WHAT TO WORK ON: Nothing but an exact copy of the records below counts as the answer.

MATERIAL SUPPLIED:
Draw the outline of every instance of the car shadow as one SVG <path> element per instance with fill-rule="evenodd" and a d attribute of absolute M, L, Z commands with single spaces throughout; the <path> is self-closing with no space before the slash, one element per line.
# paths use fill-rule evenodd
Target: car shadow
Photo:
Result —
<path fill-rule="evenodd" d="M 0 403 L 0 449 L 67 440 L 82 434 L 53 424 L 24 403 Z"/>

ANSWER SPACE:
Draw the outline of every instance of the car shadow as one SVG <path> element per instance with fill-rule="evenodd" and a d attribute of absolute M, L, Z commands with single spaces throughout; the <path> is self-closing with no space before the slash, one element per line.
# paths use fill-rule evenodd
Target: car shadow
Photo:
Result —
<path fill-rule="evenodd" d="M 0 403 L 0 449 L 67 440 L 82 434 L 53 424 L 24 403 Z"/>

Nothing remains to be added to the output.